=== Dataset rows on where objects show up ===
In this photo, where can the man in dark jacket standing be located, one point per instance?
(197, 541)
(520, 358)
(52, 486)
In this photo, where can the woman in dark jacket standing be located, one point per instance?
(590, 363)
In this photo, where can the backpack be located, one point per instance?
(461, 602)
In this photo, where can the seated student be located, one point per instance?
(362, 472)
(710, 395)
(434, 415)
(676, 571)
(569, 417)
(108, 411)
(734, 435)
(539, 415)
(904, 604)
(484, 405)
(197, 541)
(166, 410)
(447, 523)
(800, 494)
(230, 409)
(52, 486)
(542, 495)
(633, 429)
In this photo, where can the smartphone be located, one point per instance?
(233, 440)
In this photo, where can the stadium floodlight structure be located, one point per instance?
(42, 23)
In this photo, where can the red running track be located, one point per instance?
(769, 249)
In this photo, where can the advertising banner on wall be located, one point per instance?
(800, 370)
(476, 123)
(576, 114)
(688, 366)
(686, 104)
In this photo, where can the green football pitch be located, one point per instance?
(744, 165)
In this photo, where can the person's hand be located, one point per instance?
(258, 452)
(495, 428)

* * *

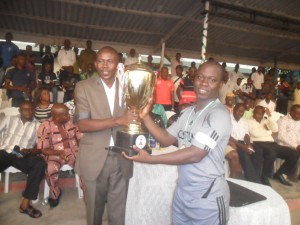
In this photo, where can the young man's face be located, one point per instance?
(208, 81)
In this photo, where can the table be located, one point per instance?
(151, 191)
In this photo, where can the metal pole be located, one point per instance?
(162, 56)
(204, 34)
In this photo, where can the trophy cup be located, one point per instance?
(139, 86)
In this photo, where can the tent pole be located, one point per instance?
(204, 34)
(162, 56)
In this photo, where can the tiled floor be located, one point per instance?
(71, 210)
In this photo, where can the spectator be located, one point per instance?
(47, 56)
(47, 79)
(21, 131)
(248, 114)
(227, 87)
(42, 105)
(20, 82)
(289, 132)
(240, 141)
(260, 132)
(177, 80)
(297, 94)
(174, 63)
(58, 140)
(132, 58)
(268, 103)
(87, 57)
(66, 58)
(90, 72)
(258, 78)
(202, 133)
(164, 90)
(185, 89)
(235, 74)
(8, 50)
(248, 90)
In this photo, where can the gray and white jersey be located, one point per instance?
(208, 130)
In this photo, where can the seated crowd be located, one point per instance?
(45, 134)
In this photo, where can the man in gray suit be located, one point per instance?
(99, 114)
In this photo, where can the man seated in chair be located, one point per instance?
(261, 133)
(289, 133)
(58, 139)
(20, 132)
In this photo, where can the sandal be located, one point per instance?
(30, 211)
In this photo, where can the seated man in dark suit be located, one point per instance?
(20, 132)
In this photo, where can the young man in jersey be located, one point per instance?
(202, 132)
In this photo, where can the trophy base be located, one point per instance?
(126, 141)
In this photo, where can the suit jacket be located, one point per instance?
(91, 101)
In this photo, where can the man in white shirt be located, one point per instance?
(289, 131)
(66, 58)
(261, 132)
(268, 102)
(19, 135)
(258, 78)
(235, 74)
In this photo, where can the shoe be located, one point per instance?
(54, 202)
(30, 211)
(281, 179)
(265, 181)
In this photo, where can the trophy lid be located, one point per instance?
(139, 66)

=== Problem statement ===
From the entries above, pull out every line that contains the word "young".

=== Full answer ===
In this photo, where can the young man's face be located, one point per instance?
In this photo, where can the young man in jersey be located, one point per instance?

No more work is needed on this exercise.